What the exercise asks ::
From the listing below, copy word for word the lines that start with the one containing "the white cloud" and run through the one containing "[(252, 108), (256, 54), (46, 51), (257, 43)]".

Records shown ::
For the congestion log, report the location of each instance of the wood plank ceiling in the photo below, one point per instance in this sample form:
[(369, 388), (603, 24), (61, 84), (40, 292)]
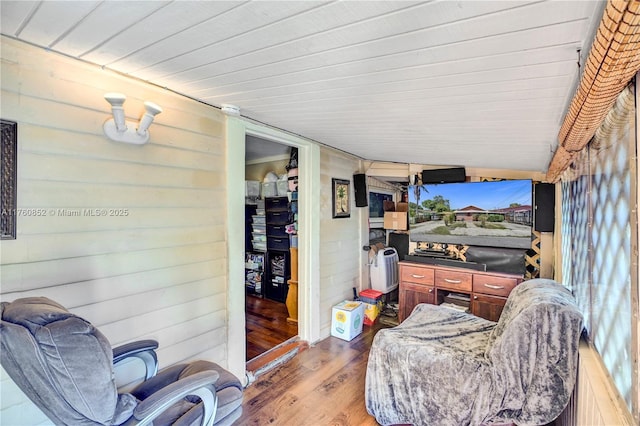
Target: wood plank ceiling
[(480, 84)]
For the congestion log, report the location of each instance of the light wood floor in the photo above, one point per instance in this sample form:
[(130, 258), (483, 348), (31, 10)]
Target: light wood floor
[(322, 385)]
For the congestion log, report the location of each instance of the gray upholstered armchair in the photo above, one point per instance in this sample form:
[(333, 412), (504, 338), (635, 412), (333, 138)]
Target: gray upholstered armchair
[(66, 367), (445, 367)]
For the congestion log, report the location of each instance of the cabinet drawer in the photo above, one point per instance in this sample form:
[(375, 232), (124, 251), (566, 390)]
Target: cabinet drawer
[(277, 231), (278, 218), (415, 274), (453, 280), (496, 286), (276, 203), (278, 243)]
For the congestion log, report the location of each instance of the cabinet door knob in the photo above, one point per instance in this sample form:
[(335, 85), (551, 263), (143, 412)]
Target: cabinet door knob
[(495, 287)]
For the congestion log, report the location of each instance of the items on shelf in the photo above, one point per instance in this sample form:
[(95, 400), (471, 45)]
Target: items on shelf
[(254, 272)]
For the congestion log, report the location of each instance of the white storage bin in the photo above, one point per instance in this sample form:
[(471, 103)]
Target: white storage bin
[(282, 188), (252, 189), (269, 189)]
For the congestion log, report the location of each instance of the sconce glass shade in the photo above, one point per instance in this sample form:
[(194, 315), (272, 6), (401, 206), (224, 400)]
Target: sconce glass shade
[(117, 100), (117, 129), (147, 118)]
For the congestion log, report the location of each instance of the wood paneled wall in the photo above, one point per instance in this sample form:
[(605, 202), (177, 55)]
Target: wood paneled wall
[(131, 237), (341, 240)]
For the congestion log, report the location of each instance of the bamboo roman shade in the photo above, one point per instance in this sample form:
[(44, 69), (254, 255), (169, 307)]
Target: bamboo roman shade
[(613, 61)]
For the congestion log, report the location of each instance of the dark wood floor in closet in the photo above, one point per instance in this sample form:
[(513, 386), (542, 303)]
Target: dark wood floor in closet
[(266, 325), (322, 385)]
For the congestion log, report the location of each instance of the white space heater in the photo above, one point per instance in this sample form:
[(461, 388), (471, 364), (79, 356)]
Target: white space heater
[(384, 270)]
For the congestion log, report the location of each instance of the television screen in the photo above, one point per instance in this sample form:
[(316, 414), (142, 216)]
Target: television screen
[(490, 214)]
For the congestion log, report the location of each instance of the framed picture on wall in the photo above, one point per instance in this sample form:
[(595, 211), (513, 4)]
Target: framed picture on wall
[(340, 193)]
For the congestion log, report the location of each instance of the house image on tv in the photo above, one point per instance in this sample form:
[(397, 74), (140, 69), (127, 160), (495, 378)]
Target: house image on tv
[(515, 214), (518, 214), (469, 213)]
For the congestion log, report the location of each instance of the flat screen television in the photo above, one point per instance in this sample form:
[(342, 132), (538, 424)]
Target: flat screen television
[(489, 214)]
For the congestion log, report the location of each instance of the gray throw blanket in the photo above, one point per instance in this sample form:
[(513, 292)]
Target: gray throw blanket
[(444, 367)]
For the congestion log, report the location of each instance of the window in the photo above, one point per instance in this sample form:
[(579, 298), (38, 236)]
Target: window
[(599, 242)]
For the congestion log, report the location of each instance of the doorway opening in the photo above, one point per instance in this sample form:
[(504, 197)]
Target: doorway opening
[(271, 261)]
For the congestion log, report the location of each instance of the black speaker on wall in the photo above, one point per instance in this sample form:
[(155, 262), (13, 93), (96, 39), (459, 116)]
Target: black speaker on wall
[(360, 189), (544, 206), (456, 174)]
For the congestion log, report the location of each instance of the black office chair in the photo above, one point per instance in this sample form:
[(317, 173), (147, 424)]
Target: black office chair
[(66, 367)]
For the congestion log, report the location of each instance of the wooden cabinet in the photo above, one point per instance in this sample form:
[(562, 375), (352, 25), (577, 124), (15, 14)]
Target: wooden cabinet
[(425, 283)]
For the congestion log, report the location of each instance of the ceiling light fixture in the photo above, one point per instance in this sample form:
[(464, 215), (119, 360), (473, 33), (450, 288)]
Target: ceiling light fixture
[(231, 110), (117, 129)]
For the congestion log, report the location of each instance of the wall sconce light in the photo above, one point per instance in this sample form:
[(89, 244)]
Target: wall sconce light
[(119, 130)]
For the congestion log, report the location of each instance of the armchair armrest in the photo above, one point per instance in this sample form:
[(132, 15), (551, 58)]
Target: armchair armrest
[(199, 384), (142, 349)]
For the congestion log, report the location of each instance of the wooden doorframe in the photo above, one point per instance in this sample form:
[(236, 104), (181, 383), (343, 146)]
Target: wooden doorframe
[(308, 230)]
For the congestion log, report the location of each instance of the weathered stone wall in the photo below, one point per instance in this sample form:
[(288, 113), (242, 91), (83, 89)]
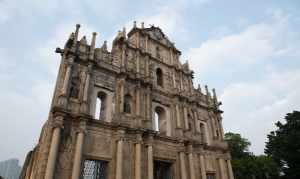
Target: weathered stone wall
[(140, 78)]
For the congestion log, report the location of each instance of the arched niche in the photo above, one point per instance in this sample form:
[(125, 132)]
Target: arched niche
[(161, 120)]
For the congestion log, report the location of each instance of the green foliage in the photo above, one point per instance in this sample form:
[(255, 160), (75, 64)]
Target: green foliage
[(284, 145), (245, 165), (238, 146)]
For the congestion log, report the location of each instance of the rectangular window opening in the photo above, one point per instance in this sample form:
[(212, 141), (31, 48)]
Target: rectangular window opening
[(95, 169), (210, 176), (162, 170)]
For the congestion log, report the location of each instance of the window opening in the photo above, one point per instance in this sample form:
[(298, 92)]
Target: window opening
[(127, 103), (100, 106), (95, 169), (74, 87), (159, 77), (160, 122), (162, 170), (210, 176), (202, 132)]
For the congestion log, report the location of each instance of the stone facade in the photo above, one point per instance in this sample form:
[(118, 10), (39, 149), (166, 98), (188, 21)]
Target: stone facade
[(133, 111)]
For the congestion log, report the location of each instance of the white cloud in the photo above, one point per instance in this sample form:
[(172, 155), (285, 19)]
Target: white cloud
[(252, 108), (256, 54), (46, 51), (257, 43)]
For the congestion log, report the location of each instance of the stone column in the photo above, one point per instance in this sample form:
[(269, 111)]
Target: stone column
[(78, 152), (202, 167), (150, 161), (119, 163), (123, 56), (67, 76), (229, 168), (168, 125), (146, 44), (181, 82), (138, 62), (178, 120), (92, 50), (222, 169), (121, 95), (174, 78), (137, 105), (138, 40), (191, 162), (147, 66), (182, 165), (171, 56), (149, 108), (109, 107), (53, 152), (137, 168), (84, 107), (186, 122)]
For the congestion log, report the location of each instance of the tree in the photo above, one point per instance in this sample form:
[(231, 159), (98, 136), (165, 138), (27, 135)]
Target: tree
[(238, 146), (284, 145), (245, 165)]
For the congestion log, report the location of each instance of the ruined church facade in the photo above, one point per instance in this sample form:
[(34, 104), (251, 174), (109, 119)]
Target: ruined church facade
[(129, 113)]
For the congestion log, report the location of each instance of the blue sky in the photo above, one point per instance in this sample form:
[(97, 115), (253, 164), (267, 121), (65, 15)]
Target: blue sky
[(248, 50)]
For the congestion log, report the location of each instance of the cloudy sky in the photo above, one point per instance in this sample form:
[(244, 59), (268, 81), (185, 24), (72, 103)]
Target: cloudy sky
[(249, 51)]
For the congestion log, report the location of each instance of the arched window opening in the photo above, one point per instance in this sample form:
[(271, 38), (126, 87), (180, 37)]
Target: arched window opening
[(202, 132), (100, 106), (74, 87), (156, 120), (127, 103), (189, 121), (160, 122), (159, 77), (157, 52)]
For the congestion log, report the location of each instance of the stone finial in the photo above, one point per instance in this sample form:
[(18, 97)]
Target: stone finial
[(83, 40), (104, 46), (77, 32), (206, 90), (199, 88), (214, 94), (93, 40), (124, 32)]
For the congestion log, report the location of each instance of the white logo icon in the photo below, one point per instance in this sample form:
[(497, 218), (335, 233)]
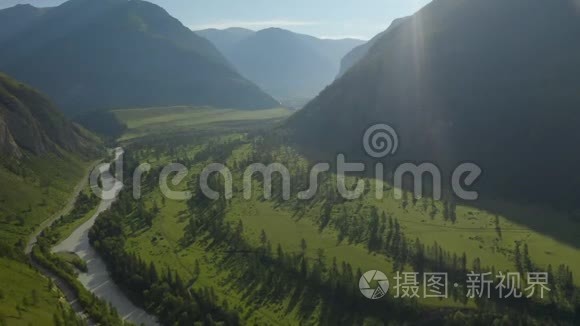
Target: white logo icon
[(380, 140), (379, 291)]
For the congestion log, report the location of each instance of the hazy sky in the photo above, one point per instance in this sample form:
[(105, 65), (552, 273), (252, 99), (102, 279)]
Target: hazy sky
[(322, 18)]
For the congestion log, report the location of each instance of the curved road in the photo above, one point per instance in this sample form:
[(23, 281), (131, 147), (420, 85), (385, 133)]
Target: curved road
[(97, 279)]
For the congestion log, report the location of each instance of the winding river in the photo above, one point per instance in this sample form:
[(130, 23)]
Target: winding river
[(97, 279)]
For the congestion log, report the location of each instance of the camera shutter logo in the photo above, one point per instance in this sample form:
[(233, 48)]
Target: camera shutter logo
[(377, 292)]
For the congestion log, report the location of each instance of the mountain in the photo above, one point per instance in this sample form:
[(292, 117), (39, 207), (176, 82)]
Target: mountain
[(225, 40), (14, 20), (31, 124), (288, 65), (487, 81), (356, 54), (104, 54)]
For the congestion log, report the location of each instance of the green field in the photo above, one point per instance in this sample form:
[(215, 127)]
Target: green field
[(150, 121), (481, 234), (24, 288), (29, 198)]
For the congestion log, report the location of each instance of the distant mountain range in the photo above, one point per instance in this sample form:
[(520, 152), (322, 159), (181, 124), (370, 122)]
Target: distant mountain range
[(88, 55), (288, 65), (358, 53), (494, 82), (31, 124)]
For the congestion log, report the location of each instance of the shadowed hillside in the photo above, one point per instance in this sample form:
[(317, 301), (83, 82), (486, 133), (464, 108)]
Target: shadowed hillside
[(492, 82)]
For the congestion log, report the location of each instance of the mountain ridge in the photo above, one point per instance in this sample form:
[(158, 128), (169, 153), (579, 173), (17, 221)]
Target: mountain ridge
[(181, 67), (457, 89), (290, 66)]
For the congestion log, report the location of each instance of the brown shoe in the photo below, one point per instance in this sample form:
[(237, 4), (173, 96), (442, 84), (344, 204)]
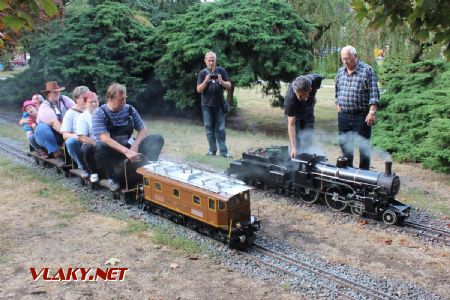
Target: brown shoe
[(57, 154), (43, 154)]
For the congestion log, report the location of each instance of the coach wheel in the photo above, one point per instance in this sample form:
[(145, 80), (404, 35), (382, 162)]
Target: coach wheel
[(358, 209), (309, 195), (390, 217), (334, 198)]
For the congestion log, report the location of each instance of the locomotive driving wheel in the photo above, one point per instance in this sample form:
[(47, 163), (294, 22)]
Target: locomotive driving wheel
[(309, 195), (389, 217), (335, 199), (358, 209)]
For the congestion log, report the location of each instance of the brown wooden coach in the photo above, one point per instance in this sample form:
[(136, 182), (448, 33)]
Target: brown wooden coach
[(212, 203)]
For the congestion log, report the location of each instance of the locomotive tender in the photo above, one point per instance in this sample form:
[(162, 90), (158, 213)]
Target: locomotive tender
[(309, 177)]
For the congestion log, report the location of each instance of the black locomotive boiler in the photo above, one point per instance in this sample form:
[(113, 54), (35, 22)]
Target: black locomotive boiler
[(311, 178)]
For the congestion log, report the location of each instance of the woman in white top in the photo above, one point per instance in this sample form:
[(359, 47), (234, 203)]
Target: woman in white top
[(84, 132), (69, 129)]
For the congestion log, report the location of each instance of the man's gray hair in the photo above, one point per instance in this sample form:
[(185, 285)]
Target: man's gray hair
[(301, 84), (79, 91), (114, 89), (351, 49)]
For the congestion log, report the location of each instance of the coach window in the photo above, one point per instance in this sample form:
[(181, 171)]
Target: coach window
[(196, 199), (212, 204), (222, 205), (246, 197), (230, 203)]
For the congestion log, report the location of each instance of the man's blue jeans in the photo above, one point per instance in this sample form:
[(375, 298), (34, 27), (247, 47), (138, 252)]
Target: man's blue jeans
[(74, 148), (214, 121), (47, 137), (353, 128)]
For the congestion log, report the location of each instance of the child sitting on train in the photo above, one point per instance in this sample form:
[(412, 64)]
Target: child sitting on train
[(69, 129), (84, 132), (28, 122)]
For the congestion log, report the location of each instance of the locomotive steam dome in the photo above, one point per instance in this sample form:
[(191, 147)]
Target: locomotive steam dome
[(342, 162)]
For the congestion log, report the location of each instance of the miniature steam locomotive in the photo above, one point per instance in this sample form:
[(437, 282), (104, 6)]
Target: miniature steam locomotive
[(310, 177)]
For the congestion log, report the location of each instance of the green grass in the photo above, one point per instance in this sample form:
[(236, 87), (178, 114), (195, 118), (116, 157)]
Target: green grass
[(13, 132), (51, 190)]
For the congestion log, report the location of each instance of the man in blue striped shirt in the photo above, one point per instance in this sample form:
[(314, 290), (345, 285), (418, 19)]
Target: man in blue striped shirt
[(357, 100), (113, 124)]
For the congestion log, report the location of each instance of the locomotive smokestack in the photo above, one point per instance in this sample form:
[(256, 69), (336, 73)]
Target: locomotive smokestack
[(388, 168), (342, 162)]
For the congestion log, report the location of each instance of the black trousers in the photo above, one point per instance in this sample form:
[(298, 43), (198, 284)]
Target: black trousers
[(88, 155), (354, 130), (111, 161)]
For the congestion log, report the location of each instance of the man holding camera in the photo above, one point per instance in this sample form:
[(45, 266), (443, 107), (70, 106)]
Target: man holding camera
[(211, 83)]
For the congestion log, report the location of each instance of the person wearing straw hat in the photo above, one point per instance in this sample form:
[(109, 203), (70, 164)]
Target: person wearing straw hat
[(50, 115)]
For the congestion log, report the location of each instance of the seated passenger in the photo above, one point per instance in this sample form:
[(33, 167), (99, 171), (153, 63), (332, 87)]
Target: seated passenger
[(113, 124), (28, 122), (50, 115), (38, 99), (69, 129), (84, 132)]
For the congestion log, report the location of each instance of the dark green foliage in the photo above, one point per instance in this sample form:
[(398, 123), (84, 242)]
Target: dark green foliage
[(252, 39), (428, 20), (414, 120), (93, 46)]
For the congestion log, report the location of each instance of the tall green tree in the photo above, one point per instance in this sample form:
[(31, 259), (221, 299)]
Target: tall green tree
[(414, 120), (16, 16), (253, 40), (428, 20), (92, 46)]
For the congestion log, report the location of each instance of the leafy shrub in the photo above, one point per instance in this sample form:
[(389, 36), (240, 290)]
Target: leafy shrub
[(414, 120), (93, 46)]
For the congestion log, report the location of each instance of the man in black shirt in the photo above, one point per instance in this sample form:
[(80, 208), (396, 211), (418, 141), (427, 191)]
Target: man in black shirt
[(211, 83), (299, 110)]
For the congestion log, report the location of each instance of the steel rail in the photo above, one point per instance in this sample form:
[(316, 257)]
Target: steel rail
[(358, 287), (432, 232), (259, 260)]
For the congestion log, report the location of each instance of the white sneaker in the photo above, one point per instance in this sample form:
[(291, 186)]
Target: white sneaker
[(94, 177), (113, 186)]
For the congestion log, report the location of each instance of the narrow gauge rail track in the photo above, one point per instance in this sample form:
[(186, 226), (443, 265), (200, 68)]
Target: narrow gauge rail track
[(431, 232), (339, 285)]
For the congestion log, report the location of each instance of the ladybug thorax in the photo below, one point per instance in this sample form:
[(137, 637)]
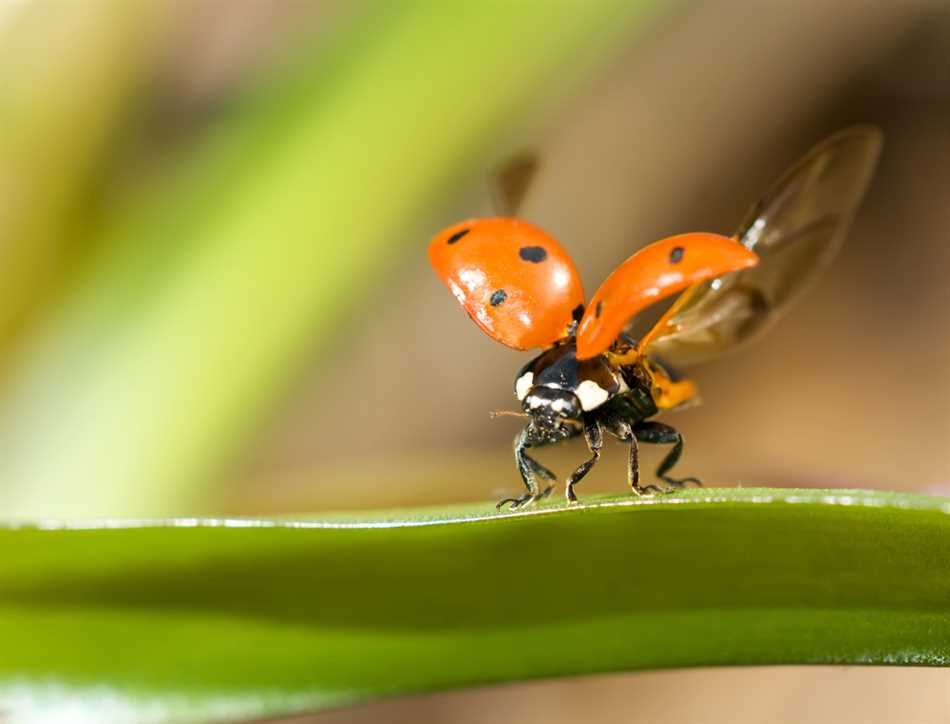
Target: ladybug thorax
[(556, 383)]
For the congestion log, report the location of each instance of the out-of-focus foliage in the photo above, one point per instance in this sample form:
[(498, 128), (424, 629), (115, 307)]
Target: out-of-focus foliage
[(213, 282)]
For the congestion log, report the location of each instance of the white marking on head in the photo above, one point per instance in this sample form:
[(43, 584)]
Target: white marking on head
[(523, 385), (591, 395)]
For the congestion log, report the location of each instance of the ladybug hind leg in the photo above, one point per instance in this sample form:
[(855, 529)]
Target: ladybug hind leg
[(658, 433)]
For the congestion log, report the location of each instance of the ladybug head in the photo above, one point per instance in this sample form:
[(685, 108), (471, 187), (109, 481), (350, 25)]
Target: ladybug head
[(551, 406)]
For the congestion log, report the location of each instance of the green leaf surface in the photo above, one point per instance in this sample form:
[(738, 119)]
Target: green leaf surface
[(203, 619)]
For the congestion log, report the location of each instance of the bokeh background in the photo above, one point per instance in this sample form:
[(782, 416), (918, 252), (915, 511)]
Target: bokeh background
[(215, 297)]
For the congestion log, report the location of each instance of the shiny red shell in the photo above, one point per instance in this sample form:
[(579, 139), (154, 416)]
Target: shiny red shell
[(655, 272), (514, 280)]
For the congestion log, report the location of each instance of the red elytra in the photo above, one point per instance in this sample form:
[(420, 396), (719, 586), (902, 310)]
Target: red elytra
[(520, 286), (653, 273), (515, 281)]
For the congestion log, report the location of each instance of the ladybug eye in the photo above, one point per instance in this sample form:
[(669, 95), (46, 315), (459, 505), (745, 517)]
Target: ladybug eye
[(457, 235)]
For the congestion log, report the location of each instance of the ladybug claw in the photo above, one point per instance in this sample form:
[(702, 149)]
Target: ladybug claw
[(679, 484), (515, 503)]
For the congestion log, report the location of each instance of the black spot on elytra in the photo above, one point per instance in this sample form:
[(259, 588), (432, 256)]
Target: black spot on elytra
[(457, 235), (535, 254)]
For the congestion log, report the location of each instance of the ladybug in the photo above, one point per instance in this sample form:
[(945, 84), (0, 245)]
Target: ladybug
[(596, 373)]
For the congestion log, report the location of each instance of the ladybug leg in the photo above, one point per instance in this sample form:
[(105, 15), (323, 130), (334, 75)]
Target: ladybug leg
[(595, 442), (530, 469), (623, 431), (657, 432)]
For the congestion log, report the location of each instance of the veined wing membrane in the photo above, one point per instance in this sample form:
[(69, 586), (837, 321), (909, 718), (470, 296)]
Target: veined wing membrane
[(796, 230)]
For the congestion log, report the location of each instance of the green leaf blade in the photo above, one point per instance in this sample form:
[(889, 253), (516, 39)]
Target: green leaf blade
[(222, 618)]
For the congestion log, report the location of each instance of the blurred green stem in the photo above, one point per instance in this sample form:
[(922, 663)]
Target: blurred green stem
[(67, 75), (141, 389)]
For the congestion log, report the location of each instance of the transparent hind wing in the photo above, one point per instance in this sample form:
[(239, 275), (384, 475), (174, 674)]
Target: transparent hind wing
[(796, 230)]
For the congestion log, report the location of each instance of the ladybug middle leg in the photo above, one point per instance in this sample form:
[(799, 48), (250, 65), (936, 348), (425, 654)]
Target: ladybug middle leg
[(595, 442), (657, 432)]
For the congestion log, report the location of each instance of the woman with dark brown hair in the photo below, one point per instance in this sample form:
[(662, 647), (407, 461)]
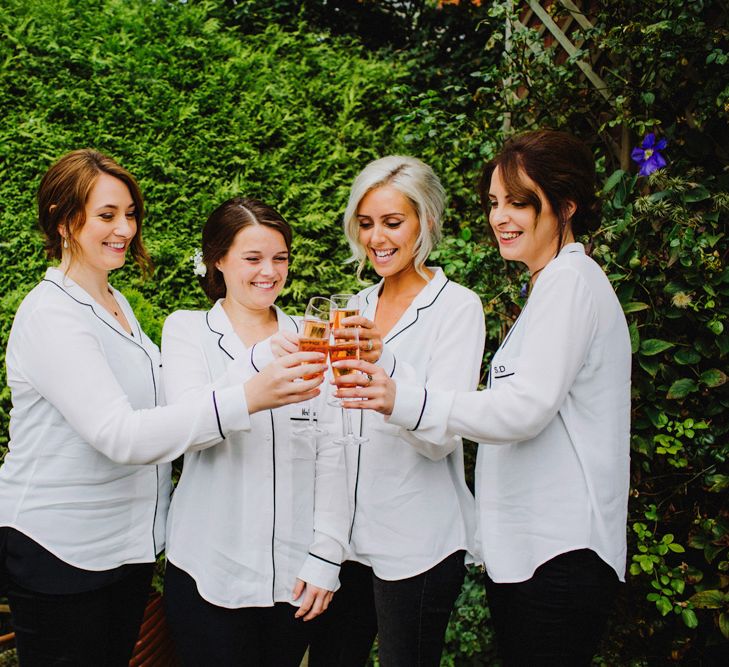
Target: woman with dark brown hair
[(82, 507), (258, 524), (554, 421)]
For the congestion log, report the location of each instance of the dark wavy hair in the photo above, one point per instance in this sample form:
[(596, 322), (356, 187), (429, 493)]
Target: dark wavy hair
[(561, 165), (62, 197), (221, 228)]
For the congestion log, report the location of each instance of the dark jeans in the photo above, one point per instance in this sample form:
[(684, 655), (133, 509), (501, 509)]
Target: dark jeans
[(343, 635), (96, 628), (205, 634), (411, 616), (558, 616)]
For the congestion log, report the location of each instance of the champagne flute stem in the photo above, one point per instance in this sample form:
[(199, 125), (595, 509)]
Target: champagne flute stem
[(347, 422)]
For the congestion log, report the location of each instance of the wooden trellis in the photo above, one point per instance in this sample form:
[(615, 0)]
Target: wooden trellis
[(535, 15)]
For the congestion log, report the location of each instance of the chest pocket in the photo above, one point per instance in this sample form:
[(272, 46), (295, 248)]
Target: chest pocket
[(503, 370)]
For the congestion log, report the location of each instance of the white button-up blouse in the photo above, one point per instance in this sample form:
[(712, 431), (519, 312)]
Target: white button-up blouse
[(265, 506), (84, 424), (411, 504), (553, 473)]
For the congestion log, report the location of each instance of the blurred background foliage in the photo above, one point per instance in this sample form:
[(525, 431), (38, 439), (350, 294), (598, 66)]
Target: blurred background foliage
[(287, 101)]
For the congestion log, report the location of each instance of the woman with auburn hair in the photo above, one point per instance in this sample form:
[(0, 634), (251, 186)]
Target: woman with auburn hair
[(412, 523), (552, 471), (258, 524), (84, 487)]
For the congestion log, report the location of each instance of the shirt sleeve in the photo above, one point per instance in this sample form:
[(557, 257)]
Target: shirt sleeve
[(561, 323), (186, 374), (455, 365), (65, 362)]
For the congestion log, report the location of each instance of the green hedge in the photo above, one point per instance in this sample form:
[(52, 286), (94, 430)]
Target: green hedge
[(288, 100)]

Output of the exercise ::
For the congestion log, report the location of each instance of the white cloud in the photo above, one point per instance in this sample form:
[(172, 155), (285, 19)]
Target: white cloud
[(252, 108), (256, 54), (46, 51), (257, 43)]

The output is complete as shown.